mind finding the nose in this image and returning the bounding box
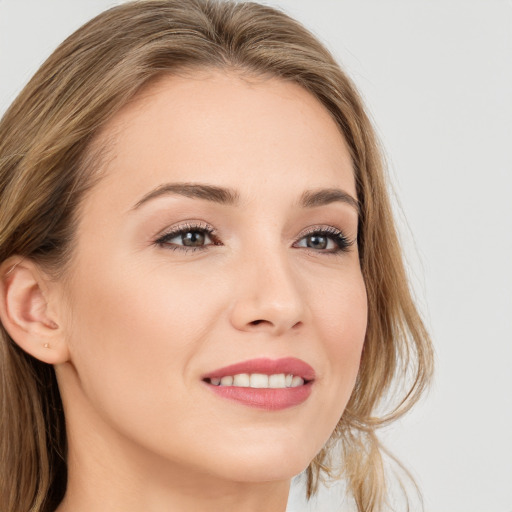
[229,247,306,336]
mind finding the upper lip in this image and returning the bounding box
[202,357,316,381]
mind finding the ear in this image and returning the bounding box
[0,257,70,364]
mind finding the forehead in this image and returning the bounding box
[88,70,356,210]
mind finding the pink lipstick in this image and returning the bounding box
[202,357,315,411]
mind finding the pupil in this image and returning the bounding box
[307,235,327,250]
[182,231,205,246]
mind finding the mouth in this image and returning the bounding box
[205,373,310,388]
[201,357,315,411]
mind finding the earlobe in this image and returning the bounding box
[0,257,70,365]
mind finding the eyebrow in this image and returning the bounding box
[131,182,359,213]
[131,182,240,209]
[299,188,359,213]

---

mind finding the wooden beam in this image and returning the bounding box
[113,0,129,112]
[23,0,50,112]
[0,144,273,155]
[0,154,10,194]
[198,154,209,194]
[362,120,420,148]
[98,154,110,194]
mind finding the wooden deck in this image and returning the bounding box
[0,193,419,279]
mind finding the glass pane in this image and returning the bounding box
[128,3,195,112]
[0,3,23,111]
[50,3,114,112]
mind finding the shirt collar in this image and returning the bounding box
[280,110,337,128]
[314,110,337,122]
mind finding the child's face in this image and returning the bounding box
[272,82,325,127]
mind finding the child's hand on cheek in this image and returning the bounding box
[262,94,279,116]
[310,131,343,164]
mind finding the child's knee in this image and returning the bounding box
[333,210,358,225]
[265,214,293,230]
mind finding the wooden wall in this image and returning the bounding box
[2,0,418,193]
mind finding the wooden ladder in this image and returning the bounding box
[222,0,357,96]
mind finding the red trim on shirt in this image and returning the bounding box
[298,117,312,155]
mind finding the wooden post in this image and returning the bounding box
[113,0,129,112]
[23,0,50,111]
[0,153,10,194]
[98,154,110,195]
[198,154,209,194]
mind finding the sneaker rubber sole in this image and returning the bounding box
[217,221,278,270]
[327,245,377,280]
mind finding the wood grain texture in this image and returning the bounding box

*Work to be completed*: Within the material above, extract exactly the lines that start at the line containing "mind finding the sneaker" and stop after the line containing "mind finding the wood grain", and only those.

*Task response*:
mind finding the sneaker rubber sole in this image and returning the bounding box
[217,221,278,270]
[327,245,377,280]
mind finding the wood grain texture in this image and returning the bounding box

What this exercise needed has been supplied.